▶ [Given problem 1]: Reproduce word for word the stretch of the IRS forum thread from "Either way, thank" through "Off the Shelf.".
▶ [Given problem 2]: According to the IRS forum thread, what does ALC stand for?
▶ [Given problem 3]: Write the next part of the forum thread about the IRS processing system, picking up after its final comment.
## begin Page extract
Just FYI for next time, there is a two hour edit window on HN comments, and no one minds if you update a comment with added thoughts.

Either way, thank you for the interesting comment(s)!

(At the risk of going too far afield, some feel that you should add an "EDIT:" note for any changes to a comment, but my personal feeling is that it's cool to simply edit without calling extra attention to the edit, especially when the edit doesn't significantly change the meaning.)

Which part of the $3.5 trillion dollar-a-year processing system that interacts with 3.5 million businesses, tens or hundreds of thousands of HR systems, paper forms, tax laws, jurisdictions, edge cases, bank transfers, etc, did you expect to come Off the Shelf.

I work for a large bank, and yes, we use OTS software here and there, but that's such a miniscule part of the overall solution (let's completely forget organizational politics out of it). Try a few solutions, pick one, and get down to business because that was maybe 5% of the work.

"Just pick a business rules engine" is easy to say, but the meat of this problem is still the rules: thousand to hundreds of thousands of individual tax codes, jurisdictions. That, and the countless inputs and outputs the IRS presumably already deals with.

Couple that with the fact that politically, where do you think your career is going if you move fast and break things, and mess up $3 trillion dollars of revenue across 143.3 million tax payers, including some of your boss' biggest campaign donors?

Not to say it couldn't be done faster, easier, if you could break through the legacy and politics, but that's a really big if, and it still leaves you with all the complexity of the tax codes to implement on whatever great stack you find.

I am not referring to some sort of gateway, ESB, etc. I am referring to the patent application, which would be for a tool to port code from Assembly to another target language, the example they used being Java.
I'm not sure what ALB assembly is, but I do know disassemblers themselves are kinda rare (which this really isn't either; more of a disassembler+transpiler). On top of that, whatever ALB assembly is, it kinda sounds like there might be only a market of one or two places in the world using it.

Remember, they're saying these systems were put in place in the 60s and 70s. In 1960, COBOL was the new hotness -- modern day Go has 5 years more maturity than COBOL had in 1960, and there was no internet yet. Even ARPANET wouldn't be invented for another 9 years. Whatever was being written back then was not written by developers with the kind of access to information we have today. And definitely not with the kind of storage luxury we have today that permit us to document and comment as copiously as we want to.

ALC (mentioned in the patent) is Assembly Language Coding, referring to various IBM mainframe assemblers.

Disassemblers aren't rare, and certainly exist for the CPUs in question. But the patent is trying to produce structured Java code from handwritten assembly, which is definitely not something for which many OTS solutions exist.

Maybe filing patents are generally encouraged for government jobs?
That's one way to prove output
> tens or hundreds of thousands of HR systems, paper forms, tax laws, jurisdictions, edge cases, bank transfers, etc,

Is there any evidence that this is the case though? I don’t have any evidence for the contrary either, but my own experience would suggest that the IRS system is likely bulky and inflexible behemoth that does not care least to be compatible with any other systems as all of those other systems are written to be compatible with what IRS have already. And whatever edge cases or gotchas there might be they are probably offloaded to internal bureaucracy.

Let's be honest. The chance that this stuff is right is vanishingly small. It's probably just the case that all bugs are now features.
There's a big incentive for the customers to report (half) the bugs they find, though.
## end Page extract
## begin Excerpted records
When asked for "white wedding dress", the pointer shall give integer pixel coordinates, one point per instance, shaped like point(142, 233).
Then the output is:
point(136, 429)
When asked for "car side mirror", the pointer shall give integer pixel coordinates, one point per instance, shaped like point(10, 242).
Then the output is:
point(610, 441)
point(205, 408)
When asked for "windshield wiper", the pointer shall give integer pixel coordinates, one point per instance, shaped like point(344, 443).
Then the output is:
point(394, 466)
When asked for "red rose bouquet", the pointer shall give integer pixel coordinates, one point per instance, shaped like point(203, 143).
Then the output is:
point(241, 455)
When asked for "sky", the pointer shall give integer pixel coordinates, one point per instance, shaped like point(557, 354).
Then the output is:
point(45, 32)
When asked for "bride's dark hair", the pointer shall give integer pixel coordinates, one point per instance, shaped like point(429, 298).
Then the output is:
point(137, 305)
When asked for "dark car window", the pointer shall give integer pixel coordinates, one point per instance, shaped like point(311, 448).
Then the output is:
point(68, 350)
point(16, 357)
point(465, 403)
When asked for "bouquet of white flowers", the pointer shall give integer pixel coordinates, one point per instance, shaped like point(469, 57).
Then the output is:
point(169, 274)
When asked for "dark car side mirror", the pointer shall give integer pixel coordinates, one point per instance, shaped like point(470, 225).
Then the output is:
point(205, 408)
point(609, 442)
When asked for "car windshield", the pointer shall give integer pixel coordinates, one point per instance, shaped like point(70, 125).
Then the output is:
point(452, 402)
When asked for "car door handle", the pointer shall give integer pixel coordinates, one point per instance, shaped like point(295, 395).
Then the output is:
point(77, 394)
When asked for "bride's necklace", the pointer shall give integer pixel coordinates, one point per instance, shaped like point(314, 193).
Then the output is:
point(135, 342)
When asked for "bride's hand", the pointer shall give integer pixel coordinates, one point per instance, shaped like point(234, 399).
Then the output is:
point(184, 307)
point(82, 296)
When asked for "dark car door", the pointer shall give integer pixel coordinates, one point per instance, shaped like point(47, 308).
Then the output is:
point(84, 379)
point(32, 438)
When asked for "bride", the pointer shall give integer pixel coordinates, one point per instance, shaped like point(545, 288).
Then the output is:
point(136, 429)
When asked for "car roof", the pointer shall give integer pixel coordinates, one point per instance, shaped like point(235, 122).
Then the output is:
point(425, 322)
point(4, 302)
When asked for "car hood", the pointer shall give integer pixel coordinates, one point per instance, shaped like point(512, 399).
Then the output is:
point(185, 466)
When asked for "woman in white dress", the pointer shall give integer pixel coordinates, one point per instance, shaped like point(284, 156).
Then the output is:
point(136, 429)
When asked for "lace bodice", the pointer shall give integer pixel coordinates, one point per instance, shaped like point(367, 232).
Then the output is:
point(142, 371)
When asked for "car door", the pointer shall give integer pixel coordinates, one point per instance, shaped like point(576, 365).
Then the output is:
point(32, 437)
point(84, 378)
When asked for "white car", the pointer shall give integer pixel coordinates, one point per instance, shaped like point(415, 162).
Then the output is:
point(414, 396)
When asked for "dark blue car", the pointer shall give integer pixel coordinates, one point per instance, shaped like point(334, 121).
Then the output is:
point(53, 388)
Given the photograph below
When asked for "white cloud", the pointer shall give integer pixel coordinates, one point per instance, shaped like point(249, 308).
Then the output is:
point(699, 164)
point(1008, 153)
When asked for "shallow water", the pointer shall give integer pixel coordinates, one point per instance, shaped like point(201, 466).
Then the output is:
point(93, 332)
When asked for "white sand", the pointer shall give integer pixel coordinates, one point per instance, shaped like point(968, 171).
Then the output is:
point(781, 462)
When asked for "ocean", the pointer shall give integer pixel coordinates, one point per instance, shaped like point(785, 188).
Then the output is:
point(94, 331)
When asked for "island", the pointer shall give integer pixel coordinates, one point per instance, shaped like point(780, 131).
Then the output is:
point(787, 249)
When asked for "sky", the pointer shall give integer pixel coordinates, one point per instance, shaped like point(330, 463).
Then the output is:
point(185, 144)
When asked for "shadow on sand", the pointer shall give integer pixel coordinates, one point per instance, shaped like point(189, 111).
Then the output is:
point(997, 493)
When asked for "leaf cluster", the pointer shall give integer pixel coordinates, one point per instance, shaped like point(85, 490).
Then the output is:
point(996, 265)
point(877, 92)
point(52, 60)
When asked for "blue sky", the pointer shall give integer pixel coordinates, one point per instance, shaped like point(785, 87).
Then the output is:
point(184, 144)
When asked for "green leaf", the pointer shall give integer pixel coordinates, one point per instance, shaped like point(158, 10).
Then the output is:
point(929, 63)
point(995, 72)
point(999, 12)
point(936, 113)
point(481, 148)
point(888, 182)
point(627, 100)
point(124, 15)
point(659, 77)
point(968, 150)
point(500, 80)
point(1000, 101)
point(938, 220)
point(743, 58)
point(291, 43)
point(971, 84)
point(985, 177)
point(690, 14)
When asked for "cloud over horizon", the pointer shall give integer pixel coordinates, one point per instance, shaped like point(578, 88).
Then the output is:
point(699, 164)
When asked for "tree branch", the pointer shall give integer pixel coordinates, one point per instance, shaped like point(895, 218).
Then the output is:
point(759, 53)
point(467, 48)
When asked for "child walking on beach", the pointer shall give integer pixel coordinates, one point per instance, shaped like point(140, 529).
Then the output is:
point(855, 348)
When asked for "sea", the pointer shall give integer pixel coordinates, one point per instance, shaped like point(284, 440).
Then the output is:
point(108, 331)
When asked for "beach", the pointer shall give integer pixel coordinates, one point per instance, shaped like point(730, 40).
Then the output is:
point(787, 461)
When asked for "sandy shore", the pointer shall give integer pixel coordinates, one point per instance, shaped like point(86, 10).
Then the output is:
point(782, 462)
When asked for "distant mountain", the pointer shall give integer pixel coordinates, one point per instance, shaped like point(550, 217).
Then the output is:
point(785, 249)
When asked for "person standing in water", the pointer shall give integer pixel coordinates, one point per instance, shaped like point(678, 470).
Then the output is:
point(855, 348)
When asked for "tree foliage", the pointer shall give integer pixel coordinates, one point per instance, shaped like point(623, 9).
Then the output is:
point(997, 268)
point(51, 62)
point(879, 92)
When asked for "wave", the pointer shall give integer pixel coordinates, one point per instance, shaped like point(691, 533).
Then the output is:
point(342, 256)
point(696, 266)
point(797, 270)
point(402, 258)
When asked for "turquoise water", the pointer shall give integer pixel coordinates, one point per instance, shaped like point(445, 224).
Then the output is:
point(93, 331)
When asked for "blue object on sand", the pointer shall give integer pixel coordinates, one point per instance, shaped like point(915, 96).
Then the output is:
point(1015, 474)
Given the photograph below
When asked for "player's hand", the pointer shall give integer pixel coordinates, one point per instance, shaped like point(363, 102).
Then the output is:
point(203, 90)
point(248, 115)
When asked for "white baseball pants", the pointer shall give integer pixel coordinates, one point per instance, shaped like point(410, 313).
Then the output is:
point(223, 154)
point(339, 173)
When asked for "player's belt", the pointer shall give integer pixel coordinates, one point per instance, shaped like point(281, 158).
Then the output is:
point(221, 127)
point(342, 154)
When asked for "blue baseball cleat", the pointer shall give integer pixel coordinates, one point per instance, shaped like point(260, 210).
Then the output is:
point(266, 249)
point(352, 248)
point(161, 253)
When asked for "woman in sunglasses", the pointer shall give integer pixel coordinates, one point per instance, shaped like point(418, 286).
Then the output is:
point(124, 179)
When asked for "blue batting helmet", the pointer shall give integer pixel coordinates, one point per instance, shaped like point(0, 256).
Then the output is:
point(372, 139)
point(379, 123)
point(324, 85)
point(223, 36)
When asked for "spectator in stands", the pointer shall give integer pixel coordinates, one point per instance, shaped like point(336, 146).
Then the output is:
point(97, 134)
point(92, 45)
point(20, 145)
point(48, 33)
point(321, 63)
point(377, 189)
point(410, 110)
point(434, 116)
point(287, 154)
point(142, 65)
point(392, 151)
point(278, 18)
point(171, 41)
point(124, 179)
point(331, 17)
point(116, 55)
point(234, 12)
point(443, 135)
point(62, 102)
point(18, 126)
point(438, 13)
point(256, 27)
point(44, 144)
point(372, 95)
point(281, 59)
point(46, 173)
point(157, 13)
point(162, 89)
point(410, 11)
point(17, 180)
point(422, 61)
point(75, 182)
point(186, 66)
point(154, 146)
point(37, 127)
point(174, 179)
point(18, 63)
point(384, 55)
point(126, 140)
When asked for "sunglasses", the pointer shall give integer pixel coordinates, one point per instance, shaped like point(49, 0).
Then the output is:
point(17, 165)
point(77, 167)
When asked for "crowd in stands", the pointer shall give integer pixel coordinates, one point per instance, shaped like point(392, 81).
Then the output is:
## end Excerpted records
▶ [Expected output 1]:
Either way, thank you for the interesting comment(s)!

(At the risk of going too far afield, some feel that you should add an "EDIT:" note for any changes to a comment, but my personal feeling is that it's cool to simply edit without calling extra attention to the edit, especially when the edit doesn't significantly change the meaning.)

Which part of the $3.5 trillion dollar-a-year processing system that interacts with 3.5 million businesses, tens or hundreds of thousands of HR systems, paper forms, tax laws, jurisdictions, edge cases, bank transfers, etc, did you expect to come Off the Shelf.

▶ [Expected output 2]: Assembly Language Coding

▶ [Expected output 3]:
> thousand to hundreds of thousands of individual tax codes, jurisdictions.

That's a good indicator that the system is being actively maintained.

Patents can be used to protect yourself from others.
> In FY 2019, the IRS plans to cut 2,200 employees.[1] In Rettig's FY 2020 budget request, he plans to cut an additional 1,800 employees. Since FY 2010, staffing decreased by about 19 percent, primarily in compliance and enforcement.[2]

Sounds like the current administration doesn't want a functioning IRS. Less government, less money, less enforcement for those who can avoid obvious fraud. It is everything the current administration wants.

[1] - https://www.govexec.com/management/2018/05/irs-defends-budge... [2] - https://home.treasury.gov/system/files/266/02.-IRS-FY-2020-C...

> Sounds like the current administration doesn't want a functioning IRS.

The current administration, and Republicans in Congress for about 20 years before the current administration, including when they had majorities in one or both Houses.

Yea, probably. I just only cited data for recently.
The article is incoherent to IT experts, but it's generally a good thing to bring issues to light.

tl;dr: the IRS wants to convert its assembly language software to Java, but not badly enough to actually finish it after 20+ years.

Advice to IRS: since you have somebody who understands the issues, Jian Wang, incentivize him to do it - while that option is available.

I've done transitions like what's mentioned in the article. It takes somebody to understand and shoulder huge risk, while being a target of naysayers who won't do the same. There are very few people who will do that, especially in government, when you simply don't have to assume any risk.

Why port a system from 40 years ago? I cannot imagine those systems are built with flexibility to endure policy changes of today.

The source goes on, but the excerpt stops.